**Aim of the exercise:** Please quote only the lines that start at the one with "Can you find the spotted" and go on to the last line of the data, both ends kept.

**Record list:**
= = = = =

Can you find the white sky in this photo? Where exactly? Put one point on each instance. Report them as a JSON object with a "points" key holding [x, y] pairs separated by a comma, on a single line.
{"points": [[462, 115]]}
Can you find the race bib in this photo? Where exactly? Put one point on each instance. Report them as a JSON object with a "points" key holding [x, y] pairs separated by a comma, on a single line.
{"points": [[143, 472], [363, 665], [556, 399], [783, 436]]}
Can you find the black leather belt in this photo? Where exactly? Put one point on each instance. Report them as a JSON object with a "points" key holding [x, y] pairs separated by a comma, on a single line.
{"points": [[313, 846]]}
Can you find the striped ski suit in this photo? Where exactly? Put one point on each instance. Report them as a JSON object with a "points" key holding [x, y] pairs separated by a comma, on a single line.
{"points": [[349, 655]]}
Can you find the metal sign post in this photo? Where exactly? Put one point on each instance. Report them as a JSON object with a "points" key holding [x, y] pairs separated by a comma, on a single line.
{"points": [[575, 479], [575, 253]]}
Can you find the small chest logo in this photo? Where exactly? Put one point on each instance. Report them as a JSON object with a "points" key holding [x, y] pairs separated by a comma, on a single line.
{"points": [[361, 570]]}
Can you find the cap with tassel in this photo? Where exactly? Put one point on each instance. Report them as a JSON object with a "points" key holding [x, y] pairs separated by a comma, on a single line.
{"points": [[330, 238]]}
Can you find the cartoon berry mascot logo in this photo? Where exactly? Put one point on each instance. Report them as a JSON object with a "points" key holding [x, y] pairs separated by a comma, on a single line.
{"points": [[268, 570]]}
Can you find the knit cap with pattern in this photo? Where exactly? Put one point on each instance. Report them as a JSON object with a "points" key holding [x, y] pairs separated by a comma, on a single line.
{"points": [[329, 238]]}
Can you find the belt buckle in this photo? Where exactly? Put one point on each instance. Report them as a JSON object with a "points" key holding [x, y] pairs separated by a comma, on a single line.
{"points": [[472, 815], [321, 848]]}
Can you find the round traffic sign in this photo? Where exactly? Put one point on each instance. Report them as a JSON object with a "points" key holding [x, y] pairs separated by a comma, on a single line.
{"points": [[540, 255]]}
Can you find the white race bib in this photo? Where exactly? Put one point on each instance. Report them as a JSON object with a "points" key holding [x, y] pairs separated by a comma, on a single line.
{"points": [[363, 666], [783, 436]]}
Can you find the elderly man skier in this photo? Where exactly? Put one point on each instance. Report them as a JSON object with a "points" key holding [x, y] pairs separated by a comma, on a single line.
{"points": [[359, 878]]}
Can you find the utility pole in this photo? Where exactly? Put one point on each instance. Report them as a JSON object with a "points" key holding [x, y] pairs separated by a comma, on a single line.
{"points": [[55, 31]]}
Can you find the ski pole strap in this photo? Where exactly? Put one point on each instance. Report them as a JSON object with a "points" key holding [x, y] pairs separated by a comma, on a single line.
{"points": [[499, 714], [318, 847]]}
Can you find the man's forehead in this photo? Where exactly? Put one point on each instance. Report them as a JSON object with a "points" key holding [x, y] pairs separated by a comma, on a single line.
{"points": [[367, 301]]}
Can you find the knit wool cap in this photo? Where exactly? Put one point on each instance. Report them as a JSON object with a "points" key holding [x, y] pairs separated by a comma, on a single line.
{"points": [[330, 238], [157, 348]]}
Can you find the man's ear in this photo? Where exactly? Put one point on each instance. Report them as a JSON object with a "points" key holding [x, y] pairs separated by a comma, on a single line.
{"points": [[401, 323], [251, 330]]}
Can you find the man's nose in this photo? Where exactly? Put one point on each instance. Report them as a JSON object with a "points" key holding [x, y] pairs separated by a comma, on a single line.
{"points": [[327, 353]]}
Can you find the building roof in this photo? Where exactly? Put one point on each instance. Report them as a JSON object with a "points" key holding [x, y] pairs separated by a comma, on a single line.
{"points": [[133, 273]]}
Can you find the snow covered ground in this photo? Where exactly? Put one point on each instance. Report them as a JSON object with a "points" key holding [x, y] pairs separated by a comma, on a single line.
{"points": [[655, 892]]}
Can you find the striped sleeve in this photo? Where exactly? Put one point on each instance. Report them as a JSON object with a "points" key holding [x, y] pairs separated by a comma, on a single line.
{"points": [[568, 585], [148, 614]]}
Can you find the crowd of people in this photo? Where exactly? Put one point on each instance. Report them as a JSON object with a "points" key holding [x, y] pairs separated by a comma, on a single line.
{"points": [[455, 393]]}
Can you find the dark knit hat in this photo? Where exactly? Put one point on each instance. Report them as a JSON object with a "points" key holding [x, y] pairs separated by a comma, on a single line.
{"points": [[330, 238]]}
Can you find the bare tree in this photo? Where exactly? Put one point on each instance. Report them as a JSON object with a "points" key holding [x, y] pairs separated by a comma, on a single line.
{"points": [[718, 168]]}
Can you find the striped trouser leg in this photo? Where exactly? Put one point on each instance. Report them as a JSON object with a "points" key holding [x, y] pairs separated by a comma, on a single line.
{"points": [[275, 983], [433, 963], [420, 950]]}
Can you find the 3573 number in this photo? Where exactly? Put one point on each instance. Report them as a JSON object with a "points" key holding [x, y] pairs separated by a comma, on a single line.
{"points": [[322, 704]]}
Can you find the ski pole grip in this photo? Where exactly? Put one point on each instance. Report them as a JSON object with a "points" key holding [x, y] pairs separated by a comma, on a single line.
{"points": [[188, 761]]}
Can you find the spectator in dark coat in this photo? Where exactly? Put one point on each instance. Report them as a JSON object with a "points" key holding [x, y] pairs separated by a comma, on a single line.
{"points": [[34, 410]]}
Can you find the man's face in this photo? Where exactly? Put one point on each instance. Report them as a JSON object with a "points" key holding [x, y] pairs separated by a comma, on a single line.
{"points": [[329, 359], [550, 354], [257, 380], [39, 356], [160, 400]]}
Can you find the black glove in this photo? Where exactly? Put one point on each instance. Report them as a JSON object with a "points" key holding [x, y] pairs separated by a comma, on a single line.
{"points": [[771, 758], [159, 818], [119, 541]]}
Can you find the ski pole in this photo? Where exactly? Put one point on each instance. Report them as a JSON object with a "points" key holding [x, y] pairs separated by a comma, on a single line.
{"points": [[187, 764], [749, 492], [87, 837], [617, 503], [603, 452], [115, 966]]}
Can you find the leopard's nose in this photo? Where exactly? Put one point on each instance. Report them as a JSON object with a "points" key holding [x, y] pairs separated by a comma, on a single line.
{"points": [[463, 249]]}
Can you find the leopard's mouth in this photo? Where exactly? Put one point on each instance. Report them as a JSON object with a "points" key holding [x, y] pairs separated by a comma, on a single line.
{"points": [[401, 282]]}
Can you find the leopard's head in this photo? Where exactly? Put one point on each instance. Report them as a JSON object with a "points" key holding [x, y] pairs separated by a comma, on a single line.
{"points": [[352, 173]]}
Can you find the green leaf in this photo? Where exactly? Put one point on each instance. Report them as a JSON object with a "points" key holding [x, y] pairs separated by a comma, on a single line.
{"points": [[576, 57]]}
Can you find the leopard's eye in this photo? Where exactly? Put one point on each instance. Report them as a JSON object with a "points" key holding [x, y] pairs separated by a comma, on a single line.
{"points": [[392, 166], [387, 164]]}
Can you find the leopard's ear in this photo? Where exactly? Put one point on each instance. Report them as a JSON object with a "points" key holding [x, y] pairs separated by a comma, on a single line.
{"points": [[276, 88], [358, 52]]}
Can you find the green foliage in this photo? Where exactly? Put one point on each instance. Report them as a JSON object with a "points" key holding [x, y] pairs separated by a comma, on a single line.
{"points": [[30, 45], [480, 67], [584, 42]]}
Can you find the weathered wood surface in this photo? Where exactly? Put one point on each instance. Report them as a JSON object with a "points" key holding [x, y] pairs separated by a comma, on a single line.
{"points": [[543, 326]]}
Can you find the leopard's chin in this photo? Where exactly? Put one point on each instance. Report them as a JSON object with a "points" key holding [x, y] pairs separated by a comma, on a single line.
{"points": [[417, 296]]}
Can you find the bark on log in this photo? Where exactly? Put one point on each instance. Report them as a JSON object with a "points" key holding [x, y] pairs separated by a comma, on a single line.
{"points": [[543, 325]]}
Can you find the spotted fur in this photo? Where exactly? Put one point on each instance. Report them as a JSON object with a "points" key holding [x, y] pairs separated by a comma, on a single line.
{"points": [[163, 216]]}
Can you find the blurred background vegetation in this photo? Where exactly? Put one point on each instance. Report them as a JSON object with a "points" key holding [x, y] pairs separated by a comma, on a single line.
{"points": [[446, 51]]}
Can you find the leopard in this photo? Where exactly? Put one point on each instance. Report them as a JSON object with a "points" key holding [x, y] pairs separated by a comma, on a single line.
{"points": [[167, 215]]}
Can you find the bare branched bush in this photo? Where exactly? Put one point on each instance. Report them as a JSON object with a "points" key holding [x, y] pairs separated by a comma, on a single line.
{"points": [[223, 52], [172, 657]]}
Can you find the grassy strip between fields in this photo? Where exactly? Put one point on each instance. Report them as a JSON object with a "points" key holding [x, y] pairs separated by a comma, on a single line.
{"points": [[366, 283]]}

= = = = =

**Result below:**
Can you find the spotted fur in this photo? Where exactly? Put one point on each instance. Report them as a JSON object with a "points" key holding [x, y] pairs separated by a comma, on a single line.
{"points": [[163, 216]]}
Can you find the blurred background vegetation in this photo? Where exactly? Put one point on each instance. Report them as a JSON object with a "points" key holding [x, y] pairs separated by a comma, on a single line.
{"points": [[446, 51]]}
Can you find the leopard in this photo? Where exactly? Put one point on each instance. Report them as a JSON object with a "points" key holding [x, y] pairs separated by a comma, on a single line.
{"points": [[167, 215]]}
Can you find the bare branched bush in this photo? Where exactly? Put one point on each instance. Report them as a JSON object with a "points" key holding [x, y] pairs separated by a comma, on a single line.
{"points": [[223, 52], [172, 657]]}
Can you find the grassy strip between fields in this photo? Where exactly? Put one point on each instance. Report them as a JSON object with a "points" key holding [x, y] pairs separated by a comma, on a single line.
{"points": [[366, 283]]}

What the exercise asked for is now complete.